---- 文書抜粋
説明

下水道マンホール用スクリーン

【課題】 従来、マンホール底部に堆積した夾雑物は、内部に設置された水中ポンプで強制的に吐き出していたが、水中ポンプの羽根車にゴミが絡んで停止してしまうことがあった。本発明は、マンホール内へのゴミ等の堆積を簡易に防止する技術を提供することを目的とする。
【解決手段】 スクリーン6は、バッフル板9内側であって流入管5の出口位置に、吊り下げ金具8を用いてバッフル板に着脱可能に設置する。材料は樹脂被覆コーティング鉄又はステンレス鋼であって、スクリーンの底部の目幅は25〜35mm角程度である。吊り下げ位置は、スクリーン6の上端部が流入管5の底部より50mm程度下になるように設置する。スクリーン及び吊り下げ金具は、釣り下げ位置と大きさを調節できるように伸縮性のものとする。流入管内部では、流入汚水量及び管勾配によって流速が異なるため、流入汚水はバッフル板9の内側にあたって跳ね返り、流速を弱めた後にインバート4上に落ちる。その流下途中にスクリーン6を取り付けることで、汚水中のゴミ等を除去、破砕する。

【発明の詳細な説明】
【技術分野】
【0001】
本発明は、下水道マンホールの付属物に係り、特に、マンホール内に流入する夾雑物を除去するために汚水流入管の出口位置に設置する筒状スクリーンに関する。
【背景技術】
【0002】
マンホールではゴミなどの夾雑物が堆積すると、ポンプ故障など様々な弊害が発生する。したがって、定期的にバキュームカーや高圧洗浄車などを使い、作業者がマンホール内に降りて清掃作業を行ってきた。しかし、マンホール内部は狭く作業スペースが少ないため、底部に堆積した夾雑物を人間が中に入って除去、清掃するのは極めて困難な作業となる。また、作業環境が劣悪であることから改善が強く求められている。このような背景から、夾雑物除去のための装置が種々提案されている(例えば、特許文献1参照。)。
【先行技術文献】
【特許文献】
【0003】
【特許文献1】 特開平7−48870号公報
【発明の概要】
【発明が解決しようとする課題】
【0004】
特許文献1の技術は、ポンプのヘッダー管に取り付けた制御弁操作により、底部に堆積したゴミを水中ポンプで強制的に吐き出し可能としたものである。しかし、水中ポンプで除去するため、ポンプ本体の羽根車にゴミが絡み、詰りを起こして停止させてしまう可能性がある。本発明は、このような従来技術が有する問題を解決しようとするものであり、マンホール内へのゴミ等の堆積を簡易に防止する技術を提供することを目的とする。
--------
---- 提供情報
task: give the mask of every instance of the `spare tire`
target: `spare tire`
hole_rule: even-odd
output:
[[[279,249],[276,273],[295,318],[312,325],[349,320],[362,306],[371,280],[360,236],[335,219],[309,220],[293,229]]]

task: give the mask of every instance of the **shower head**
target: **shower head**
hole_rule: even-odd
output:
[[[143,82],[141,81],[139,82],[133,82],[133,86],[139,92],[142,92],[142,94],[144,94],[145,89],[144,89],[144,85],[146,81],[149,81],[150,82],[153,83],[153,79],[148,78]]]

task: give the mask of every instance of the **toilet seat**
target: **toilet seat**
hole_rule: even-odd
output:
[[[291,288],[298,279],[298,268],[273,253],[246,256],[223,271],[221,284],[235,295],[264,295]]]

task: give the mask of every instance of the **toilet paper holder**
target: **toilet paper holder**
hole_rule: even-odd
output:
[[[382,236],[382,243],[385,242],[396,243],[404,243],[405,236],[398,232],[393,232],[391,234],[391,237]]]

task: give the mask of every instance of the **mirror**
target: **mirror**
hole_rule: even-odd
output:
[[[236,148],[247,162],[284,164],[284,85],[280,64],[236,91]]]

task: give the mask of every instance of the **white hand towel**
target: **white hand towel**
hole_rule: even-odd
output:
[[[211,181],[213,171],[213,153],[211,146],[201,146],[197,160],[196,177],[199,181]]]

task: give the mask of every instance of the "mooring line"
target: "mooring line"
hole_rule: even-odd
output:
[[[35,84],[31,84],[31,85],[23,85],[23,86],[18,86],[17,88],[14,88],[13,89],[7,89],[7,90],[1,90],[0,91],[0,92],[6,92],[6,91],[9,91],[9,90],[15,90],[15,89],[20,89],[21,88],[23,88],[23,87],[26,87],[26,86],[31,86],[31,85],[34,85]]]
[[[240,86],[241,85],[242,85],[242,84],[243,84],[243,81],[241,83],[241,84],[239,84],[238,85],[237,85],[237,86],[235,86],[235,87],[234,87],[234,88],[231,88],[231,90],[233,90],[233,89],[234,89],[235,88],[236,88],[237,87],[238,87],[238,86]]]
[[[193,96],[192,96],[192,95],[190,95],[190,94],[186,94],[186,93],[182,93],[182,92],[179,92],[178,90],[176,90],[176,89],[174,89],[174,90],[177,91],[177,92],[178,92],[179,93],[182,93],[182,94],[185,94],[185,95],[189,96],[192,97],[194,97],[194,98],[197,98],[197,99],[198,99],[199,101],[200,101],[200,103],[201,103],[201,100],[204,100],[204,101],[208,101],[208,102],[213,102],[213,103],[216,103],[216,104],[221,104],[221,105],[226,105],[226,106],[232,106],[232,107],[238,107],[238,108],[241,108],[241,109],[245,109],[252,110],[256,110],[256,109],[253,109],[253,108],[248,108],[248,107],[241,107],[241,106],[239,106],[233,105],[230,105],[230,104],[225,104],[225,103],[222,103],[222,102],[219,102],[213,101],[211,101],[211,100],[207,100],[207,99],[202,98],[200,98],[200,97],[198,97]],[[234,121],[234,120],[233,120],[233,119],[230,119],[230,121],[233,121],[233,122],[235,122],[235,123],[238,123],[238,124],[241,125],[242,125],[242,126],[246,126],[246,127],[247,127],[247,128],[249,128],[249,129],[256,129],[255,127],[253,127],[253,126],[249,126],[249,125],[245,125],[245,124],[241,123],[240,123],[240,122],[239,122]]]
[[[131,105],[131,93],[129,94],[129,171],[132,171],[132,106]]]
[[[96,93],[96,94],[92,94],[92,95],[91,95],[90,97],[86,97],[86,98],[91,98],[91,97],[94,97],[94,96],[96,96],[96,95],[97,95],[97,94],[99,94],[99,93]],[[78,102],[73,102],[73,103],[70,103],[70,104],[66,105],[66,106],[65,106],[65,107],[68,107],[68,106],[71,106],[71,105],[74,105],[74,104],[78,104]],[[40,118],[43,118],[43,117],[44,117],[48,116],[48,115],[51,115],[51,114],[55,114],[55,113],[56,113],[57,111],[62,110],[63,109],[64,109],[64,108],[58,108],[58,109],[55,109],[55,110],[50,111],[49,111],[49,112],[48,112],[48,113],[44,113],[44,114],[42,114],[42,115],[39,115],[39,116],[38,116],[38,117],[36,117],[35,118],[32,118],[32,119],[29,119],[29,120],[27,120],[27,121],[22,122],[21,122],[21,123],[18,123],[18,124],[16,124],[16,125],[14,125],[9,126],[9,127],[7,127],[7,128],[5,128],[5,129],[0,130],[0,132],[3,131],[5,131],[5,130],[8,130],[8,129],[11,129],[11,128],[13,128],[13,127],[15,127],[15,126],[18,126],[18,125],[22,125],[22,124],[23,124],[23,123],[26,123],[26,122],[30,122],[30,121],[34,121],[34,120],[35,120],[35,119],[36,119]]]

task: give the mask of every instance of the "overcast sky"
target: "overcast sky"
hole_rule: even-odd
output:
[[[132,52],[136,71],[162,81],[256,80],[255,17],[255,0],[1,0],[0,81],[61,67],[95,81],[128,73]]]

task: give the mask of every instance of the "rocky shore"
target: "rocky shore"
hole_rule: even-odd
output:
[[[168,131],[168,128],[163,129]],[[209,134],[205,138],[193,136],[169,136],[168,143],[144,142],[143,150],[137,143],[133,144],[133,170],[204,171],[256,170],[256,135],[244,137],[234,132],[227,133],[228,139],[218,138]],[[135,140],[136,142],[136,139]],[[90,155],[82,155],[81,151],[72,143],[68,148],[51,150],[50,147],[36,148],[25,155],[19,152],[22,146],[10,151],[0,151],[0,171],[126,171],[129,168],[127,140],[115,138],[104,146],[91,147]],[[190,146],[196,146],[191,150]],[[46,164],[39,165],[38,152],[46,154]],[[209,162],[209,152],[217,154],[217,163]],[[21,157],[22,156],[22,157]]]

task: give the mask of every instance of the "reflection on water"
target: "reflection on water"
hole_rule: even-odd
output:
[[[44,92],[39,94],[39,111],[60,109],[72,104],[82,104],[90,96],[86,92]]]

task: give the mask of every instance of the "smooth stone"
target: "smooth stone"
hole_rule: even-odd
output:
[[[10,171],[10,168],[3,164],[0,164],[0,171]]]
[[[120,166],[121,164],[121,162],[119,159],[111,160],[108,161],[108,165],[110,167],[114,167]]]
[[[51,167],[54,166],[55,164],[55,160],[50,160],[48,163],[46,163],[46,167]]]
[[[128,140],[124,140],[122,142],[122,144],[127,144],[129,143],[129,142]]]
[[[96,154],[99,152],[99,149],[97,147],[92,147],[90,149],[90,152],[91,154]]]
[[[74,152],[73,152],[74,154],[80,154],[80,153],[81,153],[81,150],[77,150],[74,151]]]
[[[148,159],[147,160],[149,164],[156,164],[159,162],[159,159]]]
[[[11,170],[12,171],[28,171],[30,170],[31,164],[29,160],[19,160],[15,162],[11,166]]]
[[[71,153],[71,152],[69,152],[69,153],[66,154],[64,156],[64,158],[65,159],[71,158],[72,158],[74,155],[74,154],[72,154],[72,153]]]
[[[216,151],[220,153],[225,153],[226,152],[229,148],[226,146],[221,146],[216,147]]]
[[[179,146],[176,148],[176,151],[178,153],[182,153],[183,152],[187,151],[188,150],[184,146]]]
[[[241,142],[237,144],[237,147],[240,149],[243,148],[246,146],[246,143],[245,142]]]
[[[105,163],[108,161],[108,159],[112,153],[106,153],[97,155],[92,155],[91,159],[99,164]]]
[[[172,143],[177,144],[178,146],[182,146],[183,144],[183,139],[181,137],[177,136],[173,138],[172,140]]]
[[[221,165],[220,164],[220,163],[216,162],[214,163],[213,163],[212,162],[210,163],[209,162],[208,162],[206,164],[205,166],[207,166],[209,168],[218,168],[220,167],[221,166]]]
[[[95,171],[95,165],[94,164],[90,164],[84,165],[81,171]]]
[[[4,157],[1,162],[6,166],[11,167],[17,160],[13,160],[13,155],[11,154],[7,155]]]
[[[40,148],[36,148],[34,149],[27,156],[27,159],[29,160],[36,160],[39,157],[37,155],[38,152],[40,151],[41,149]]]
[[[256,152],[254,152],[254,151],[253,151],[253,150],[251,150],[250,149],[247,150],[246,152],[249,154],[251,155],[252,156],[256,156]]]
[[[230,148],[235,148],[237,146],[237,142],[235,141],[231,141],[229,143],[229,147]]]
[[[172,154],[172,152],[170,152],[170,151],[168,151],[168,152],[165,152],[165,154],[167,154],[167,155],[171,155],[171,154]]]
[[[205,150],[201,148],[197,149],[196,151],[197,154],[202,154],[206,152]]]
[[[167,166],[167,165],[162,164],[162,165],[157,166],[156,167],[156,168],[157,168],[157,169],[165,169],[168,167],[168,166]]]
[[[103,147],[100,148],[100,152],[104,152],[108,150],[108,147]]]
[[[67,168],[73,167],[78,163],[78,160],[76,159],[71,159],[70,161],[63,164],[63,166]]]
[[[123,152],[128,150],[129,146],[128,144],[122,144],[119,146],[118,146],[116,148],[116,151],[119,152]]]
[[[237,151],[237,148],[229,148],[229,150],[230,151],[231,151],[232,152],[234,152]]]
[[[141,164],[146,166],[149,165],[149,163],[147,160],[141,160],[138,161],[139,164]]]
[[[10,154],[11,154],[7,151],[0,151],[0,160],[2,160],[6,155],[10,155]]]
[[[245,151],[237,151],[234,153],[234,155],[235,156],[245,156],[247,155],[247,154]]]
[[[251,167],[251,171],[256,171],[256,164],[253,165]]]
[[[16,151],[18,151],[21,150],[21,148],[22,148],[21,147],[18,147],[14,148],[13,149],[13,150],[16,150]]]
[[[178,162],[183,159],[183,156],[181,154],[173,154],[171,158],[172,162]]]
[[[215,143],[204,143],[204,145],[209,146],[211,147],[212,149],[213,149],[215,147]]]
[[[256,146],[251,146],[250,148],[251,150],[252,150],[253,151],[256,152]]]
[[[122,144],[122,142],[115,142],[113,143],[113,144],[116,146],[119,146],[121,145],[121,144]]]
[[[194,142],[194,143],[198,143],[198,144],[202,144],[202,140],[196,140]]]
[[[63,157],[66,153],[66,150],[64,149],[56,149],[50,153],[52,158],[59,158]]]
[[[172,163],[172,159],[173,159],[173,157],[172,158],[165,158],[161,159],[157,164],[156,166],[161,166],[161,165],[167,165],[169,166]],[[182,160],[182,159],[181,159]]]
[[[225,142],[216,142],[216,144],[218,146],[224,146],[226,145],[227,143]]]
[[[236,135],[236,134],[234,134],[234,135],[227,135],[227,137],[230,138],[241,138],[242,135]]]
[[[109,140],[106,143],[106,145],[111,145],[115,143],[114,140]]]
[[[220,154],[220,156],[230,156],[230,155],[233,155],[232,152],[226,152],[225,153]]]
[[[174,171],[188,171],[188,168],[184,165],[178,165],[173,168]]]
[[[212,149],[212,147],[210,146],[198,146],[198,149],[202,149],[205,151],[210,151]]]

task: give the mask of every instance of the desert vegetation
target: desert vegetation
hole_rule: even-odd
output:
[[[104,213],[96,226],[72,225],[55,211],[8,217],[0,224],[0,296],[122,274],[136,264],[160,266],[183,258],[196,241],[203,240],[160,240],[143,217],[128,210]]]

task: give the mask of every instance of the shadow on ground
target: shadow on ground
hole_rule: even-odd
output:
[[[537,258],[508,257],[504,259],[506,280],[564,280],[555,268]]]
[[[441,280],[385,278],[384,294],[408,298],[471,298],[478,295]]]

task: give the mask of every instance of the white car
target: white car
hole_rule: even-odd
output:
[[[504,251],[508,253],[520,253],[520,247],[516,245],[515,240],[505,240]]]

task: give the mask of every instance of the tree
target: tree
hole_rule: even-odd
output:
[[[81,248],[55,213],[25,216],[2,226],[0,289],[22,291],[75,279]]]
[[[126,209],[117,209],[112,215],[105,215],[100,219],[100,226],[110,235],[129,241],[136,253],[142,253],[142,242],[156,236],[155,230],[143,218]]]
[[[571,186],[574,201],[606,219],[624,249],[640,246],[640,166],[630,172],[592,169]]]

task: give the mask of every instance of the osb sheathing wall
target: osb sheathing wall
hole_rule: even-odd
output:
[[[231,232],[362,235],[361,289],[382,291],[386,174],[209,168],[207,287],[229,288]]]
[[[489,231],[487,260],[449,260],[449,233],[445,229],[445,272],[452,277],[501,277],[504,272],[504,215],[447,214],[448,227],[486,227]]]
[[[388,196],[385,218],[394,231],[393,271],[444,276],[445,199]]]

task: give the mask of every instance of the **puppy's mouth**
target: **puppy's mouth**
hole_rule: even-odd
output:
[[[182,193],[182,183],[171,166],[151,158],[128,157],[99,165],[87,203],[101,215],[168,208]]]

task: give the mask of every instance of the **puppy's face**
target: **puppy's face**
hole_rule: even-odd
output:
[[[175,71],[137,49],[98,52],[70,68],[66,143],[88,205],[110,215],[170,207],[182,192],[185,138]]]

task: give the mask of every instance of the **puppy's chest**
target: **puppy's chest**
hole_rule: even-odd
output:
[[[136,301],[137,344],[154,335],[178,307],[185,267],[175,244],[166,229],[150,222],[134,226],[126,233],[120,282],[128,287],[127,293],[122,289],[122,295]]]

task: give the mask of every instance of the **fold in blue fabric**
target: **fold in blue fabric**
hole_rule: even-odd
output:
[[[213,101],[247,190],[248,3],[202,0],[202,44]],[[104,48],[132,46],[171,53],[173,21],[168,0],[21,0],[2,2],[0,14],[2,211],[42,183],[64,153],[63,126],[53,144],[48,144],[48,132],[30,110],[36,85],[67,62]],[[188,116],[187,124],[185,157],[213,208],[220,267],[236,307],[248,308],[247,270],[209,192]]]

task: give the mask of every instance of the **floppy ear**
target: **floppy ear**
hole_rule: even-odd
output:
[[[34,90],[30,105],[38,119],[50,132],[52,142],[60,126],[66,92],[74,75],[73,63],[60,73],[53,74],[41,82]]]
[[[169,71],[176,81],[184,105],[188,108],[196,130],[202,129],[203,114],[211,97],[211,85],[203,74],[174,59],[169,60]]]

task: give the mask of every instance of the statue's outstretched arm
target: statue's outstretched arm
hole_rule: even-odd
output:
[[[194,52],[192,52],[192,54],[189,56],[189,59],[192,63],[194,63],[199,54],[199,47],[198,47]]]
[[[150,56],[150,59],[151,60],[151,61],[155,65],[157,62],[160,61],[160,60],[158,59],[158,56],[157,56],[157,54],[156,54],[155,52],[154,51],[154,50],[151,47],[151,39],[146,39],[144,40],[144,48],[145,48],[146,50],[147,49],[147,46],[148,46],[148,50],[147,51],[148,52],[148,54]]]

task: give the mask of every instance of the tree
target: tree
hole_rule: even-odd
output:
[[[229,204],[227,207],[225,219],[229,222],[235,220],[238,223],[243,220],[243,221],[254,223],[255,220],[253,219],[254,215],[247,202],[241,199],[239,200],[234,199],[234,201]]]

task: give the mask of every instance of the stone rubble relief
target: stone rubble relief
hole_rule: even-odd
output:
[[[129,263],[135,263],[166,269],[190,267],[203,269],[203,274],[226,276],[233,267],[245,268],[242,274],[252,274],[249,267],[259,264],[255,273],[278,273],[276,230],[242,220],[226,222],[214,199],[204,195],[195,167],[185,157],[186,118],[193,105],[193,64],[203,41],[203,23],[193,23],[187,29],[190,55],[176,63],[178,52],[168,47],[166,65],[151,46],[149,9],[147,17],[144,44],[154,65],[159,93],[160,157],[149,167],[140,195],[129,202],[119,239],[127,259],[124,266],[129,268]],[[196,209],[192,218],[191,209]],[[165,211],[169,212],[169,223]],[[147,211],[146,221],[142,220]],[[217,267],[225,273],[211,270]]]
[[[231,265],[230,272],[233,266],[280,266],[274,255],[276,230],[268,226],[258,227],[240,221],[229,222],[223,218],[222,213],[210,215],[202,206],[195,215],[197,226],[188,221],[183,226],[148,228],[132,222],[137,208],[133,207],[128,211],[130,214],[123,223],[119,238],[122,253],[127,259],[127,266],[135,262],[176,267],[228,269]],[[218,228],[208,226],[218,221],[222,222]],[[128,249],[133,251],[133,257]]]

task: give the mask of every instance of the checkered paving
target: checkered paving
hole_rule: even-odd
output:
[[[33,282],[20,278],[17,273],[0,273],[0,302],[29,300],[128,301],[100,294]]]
--------
• [設問]
1. 次の(a)〜(c)が下水道マンホール用スクリーンの文書抜粋の内容と合っているかを、それぞれ「はい」か「いいえ」で答えなさい。判断の決め手となる本文の語句も、そのまま引用すること。
(a) スクリーンの底部の目幅は25〜35mm角程度である。
(b) スクリーンは、上端部が流入管の底部より50mm程度上になるように吊り下げる。
(c) 特許文献1の技術では、底部に堆積したゴミをバキュームカーで吸い出す。
2. 下水道マンホール用スクリーンの文書抜粋によると、スクリーンの材料は何か。
3. 下水道マンホール用スクリーンの文書抜粋から、「下水道マンホール用スクリーン」から「例えば、特許文献1参照。)。」までの部分を一字一句違えずに書き写しなさい。

• [解答全文]
1.
(a) はい。「スクリーンの底部の目幅は25〜35mm角程度である」
(b) いいえ。「スクリーン6の上端部が流入管5の底部より50mm程度下になるように設置する」
(c) いいえ。「底部に堆積したゴミを水中ポンプで強制的に吐き出し可能としたものである」

2. 樹脂被覆コーティング鉄又はステンレス鋼である。

3.
下水道マンホール用スクリーン

【課題】 従来、マンホール底部に堆積した夾雑物は、内部に設置された水中ポンプで強制的に吐き出していたが、水中ポンプの羽根車にゴミが絡んで停止してしまうことがあった。本発明は、マンホール内へのゴミ等の堆積を簡易に防止する技術を提供することを目的とする。
【解決手段】 スクリーン6は、バッフル板9内側であって流入管5の出口位置に、吊り下げ金具8を用いてバッフル板に着脱可能に設置する。材料は樹脂被覆コーティング鉄又はステンレス鋼であって、スクリーンの底部の目幅は25〜35mm角程度である。吊り下げ位置は、スクリーン6の上端部が流入管5の底部より50mm程度下になるように設置する。スクリーン及び吊り下げ金具は、釣り下げ位置と大きさを調節できるように伸縮性のものとする。流入管内部では、流入汚水量及び管勾配によって流速が異なるため、流入汚水はバッフル板9の内側にあたって跳ね返り、流速を弱めた後にインバート4上に落ちる。その流下途中にスクリーン6を取り付けることで、汚水中のゴミ等を除去、破砕する。

【発明の詳細な説明】
【技術分野】
【0001】
本発明は、下水道マンホールの付属物に係り、特に、マンホール内に流入する夾雑物を除去するために汚水流入管の出口位置に設置する筒状スクリーンに関する。
【背景技術】
【0002】
マンホールではゴミなどの夾雑物が堆積すると、ポンプ故障など様々な弊害が発生する。したがって、定期的にバキュームカーや高圧洗浄車などを使い、作業者がマンホール内に降りて清掃作業を行ってきた。しかし、マンホール内部は狭く作業スペースが少ないため、底部に堆積した夾雑物を人間が中に入って除去、清掃するのは極めて困難な作業となる。また、作業環境が劣悪であることから改善が強く求められている。このような背景から、夾雑物除去のための装置が種々提案されている(例えば、特許文献1参照。)。